**DOCUMENT:**
- - - -
MR PARRY: The chronological order perhaps I would tender the affidavit of Mr Danks
EXHIBIT #P1 AFFIDAVIT OF PETER MICHAEL DANKS SWORN 15/12/2005
MR PARRY: I tender the affidavit of Erica Hartley.
EXHIBIT #P2 AFFIDAVIT OF ERICA HARTLEY SWORN 13/12/2005
PN136
MR PARRY: There is a folder of documents and correspondence being the Western Australian and other Commission proceedings.
JUSTICE GIUDICE: That has an index of 15 documents.
EXHIBIT #P3 DOCUMENTS AND CORRESPONDENCE OF WESTERN AUSTRALIAN AND OTHER COMMISSION PROCEEDINGS INDEX OF 15 DOCUMENTS
PN138
MR PARRY: I’ve handed up a letter from Mr Schapper dated 14 December 2005 I would tender that.
PN139
JUSTICE GIUDICE: Any objection to that Mr Schapper?
PN140
MR SCHAPPER: I don’t have a copy of my letter and I can’t specifically remember what it was. Ms Hartley has just given it to me now.
PN141
JUSTICE GIUDICE: We will reserve your rights in relation to that.
MR SCHAPPER: No objection your Honour.
EXHIBIT #P4 LETTER FROM MR SCHAPPER DATED 14/12/2005
MR PARRY: I’ve also handed up an outline of submissions which contains the minute of variation to the order sought.
- - - -
**ENTRIES:**

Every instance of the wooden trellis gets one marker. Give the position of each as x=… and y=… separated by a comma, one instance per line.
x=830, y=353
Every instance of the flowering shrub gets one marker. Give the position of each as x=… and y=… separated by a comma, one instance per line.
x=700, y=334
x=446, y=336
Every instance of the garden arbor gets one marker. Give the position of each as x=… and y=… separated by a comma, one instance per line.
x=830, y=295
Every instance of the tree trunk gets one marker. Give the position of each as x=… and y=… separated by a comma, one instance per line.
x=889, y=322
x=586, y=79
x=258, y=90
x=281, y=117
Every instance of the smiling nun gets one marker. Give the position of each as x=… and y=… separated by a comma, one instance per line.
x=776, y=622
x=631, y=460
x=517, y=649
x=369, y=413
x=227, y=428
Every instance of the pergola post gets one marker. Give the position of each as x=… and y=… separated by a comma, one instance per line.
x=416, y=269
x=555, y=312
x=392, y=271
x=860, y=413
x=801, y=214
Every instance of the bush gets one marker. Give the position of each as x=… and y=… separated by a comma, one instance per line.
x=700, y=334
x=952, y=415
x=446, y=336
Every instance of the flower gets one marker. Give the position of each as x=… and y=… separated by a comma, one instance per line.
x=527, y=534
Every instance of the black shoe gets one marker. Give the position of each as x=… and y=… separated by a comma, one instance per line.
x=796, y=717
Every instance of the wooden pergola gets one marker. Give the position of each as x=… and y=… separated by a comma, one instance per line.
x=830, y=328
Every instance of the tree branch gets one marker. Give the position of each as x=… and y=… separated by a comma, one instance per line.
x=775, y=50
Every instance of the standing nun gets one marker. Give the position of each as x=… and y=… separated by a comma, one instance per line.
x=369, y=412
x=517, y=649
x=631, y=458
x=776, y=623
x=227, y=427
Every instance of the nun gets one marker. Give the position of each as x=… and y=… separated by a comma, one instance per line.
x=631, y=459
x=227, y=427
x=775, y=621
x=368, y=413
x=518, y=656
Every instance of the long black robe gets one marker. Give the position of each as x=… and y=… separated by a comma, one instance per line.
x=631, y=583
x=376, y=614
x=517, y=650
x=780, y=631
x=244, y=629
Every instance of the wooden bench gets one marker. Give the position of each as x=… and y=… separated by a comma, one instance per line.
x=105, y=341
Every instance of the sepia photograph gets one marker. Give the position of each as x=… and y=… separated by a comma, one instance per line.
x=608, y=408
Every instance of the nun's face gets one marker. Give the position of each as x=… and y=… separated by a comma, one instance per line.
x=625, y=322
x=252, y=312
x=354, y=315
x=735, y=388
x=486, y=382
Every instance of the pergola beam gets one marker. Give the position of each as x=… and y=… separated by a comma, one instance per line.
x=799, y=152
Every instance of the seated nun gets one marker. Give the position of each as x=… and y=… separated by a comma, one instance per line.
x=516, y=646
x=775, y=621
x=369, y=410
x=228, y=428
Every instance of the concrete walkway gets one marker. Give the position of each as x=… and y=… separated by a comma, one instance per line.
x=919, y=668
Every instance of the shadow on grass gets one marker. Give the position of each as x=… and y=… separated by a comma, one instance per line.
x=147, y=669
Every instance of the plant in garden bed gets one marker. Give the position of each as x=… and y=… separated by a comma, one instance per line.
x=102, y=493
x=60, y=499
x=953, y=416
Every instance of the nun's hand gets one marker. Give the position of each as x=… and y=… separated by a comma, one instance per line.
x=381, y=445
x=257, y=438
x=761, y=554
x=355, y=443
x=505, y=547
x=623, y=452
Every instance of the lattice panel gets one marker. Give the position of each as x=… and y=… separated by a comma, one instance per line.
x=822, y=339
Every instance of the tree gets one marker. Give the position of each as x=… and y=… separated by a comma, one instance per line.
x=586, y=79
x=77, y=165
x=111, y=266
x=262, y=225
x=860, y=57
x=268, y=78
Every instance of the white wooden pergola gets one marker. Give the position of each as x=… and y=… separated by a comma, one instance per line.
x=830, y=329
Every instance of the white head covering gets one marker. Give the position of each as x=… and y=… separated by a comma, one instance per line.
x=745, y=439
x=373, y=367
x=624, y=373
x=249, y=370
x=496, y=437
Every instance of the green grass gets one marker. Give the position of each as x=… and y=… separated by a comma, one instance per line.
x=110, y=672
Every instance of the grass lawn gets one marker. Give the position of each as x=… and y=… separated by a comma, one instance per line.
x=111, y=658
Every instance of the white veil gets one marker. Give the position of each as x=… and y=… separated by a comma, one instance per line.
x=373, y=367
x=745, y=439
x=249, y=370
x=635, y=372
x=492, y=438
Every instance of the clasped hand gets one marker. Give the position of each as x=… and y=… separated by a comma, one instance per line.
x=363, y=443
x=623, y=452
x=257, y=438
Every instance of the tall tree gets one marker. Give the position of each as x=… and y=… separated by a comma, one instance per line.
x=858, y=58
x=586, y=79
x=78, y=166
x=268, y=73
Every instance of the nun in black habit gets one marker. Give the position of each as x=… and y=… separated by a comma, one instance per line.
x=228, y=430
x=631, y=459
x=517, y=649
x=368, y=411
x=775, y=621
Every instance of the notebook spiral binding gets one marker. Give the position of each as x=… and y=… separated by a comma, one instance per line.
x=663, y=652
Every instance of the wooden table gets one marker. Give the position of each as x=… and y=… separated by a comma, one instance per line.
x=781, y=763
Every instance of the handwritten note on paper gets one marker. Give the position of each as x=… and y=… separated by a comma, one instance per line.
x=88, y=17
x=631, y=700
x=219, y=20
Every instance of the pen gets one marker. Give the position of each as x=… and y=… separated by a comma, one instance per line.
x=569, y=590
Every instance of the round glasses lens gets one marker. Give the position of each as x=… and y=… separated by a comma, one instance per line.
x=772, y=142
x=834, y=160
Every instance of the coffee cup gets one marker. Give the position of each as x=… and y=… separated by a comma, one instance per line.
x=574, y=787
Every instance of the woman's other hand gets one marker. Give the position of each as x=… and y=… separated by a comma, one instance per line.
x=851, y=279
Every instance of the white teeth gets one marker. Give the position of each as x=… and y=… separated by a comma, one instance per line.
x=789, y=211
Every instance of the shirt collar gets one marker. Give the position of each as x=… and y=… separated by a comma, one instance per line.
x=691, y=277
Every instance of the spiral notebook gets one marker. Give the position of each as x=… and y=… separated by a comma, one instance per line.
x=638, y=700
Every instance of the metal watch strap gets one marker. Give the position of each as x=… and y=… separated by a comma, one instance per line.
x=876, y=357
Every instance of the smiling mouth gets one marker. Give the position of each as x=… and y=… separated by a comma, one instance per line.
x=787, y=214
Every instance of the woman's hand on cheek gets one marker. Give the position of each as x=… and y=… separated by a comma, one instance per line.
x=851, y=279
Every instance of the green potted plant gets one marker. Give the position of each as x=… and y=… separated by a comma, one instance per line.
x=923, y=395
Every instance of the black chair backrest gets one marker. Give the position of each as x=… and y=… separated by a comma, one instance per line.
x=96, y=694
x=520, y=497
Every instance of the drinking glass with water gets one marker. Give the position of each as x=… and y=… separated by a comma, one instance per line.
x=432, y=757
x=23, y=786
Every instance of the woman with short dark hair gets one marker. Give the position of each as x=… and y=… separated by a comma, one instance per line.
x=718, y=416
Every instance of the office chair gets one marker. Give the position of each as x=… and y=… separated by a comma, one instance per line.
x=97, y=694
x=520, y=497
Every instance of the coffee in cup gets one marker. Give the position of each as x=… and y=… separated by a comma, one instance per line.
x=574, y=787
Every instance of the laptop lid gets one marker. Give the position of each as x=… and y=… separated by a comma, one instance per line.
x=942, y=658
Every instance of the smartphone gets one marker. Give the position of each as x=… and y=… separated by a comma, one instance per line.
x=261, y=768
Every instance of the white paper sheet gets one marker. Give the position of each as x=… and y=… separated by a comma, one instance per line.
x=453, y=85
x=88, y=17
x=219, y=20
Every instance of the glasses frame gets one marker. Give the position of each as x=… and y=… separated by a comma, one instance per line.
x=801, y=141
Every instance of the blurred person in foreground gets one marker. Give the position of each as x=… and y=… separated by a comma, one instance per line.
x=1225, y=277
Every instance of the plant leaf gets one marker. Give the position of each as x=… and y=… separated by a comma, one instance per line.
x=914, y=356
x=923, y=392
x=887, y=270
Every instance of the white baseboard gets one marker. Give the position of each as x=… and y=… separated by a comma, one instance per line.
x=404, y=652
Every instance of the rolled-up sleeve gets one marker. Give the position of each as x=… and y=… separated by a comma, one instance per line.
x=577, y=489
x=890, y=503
- - - -
**AIM OF THE TASK:**
Please answer these questions from the hearing transcript:
1. On what date was the affidavit of Peter Michael Danks sworn?
2. How many documents are in the index of the folder tendered as Exhibit P3?
3. Who wrote the letter tendered as Exhibit P4, and what date does it bear?

**TASK OUTPUT:**
1. 15/12/2005
2. 15
3. Mr Schapper; 14 December 2005